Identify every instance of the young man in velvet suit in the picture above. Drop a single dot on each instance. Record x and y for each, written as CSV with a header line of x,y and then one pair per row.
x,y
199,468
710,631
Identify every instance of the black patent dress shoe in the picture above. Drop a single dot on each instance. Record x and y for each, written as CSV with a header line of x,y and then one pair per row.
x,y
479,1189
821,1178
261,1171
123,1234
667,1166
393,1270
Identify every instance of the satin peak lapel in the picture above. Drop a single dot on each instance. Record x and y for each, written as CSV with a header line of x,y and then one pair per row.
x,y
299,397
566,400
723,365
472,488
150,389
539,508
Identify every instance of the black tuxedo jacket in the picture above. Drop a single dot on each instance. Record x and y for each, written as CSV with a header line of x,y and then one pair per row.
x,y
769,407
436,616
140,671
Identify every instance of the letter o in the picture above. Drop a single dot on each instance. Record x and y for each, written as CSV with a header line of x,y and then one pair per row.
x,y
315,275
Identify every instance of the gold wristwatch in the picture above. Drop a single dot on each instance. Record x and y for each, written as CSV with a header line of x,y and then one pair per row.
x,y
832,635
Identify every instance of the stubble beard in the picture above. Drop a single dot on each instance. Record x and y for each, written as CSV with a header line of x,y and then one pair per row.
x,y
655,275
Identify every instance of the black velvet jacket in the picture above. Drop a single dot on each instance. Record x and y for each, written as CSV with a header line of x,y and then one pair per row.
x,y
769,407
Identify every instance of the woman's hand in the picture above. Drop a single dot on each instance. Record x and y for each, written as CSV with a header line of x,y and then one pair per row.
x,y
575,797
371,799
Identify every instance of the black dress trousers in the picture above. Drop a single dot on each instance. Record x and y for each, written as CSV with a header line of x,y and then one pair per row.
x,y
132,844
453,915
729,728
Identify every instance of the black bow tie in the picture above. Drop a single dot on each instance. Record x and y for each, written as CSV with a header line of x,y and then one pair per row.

What you need to do:
Copy the listing from the line with "Identify every instance of the black dress" up to and including the last line of the listing, swapping "Drop" for "Place" and leaving everything else unchanged.

Solved exercise:
Identify every instance of the black dress trousers in the picture above. Place a single dot on each instance. Record x and y for each, written as CSV with a header line of x,y and then one pair per row.
x,y
132,844
453,915
729,728
Identify every instance of the black bow tie in the picture above. Place a single dot on each instance. Record x and y for each, written as CSV with a header line of x,y and then one pair per row.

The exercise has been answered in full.